Coordinate annotation data

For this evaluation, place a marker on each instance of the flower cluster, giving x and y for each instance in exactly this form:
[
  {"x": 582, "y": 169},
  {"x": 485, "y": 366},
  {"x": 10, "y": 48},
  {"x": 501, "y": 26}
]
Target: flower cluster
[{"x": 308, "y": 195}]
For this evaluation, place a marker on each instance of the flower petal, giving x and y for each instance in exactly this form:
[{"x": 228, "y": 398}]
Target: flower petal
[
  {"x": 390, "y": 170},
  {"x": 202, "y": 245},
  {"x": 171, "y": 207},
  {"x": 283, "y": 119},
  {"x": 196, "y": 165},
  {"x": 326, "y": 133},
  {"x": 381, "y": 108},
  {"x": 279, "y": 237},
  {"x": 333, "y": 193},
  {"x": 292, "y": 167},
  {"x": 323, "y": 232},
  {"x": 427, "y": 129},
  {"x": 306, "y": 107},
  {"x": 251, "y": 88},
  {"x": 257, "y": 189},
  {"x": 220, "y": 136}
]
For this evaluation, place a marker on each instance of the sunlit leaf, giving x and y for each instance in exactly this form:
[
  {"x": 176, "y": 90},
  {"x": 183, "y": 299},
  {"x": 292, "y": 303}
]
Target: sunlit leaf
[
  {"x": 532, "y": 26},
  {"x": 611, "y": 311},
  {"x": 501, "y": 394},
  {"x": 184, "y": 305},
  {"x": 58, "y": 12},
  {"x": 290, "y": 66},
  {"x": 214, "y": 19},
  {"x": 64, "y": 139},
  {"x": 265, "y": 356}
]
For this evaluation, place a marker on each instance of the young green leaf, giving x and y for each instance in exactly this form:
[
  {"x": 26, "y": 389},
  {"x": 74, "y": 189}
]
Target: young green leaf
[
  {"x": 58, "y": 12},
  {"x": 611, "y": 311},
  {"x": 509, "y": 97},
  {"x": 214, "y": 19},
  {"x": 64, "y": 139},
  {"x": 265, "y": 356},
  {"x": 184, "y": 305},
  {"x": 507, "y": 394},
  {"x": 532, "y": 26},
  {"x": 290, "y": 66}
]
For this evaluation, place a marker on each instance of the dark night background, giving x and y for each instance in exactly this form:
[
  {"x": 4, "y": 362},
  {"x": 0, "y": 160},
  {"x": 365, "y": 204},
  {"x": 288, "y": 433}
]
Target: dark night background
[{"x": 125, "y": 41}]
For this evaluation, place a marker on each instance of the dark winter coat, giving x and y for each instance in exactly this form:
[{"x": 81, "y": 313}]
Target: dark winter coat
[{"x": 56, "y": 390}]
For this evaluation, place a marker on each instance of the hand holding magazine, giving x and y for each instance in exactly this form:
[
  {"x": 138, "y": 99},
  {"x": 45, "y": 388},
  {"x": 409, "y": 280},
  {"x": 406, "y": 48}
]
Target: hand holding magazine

§ Your objective: Copy the lines of the data above, from the start through the line containing "Target: flower cluster".

§ Full output:
For this evaluation, place a marker on each instance of the flower cluster, giving x and y for each instance in exactly this form:
[
  {"x": 582, "y": 169},
  {"x": 485, "y": 366},
  {"x": 10, "y": 48},
  {"x": 501, "y": 26}
]
Target: flower cluster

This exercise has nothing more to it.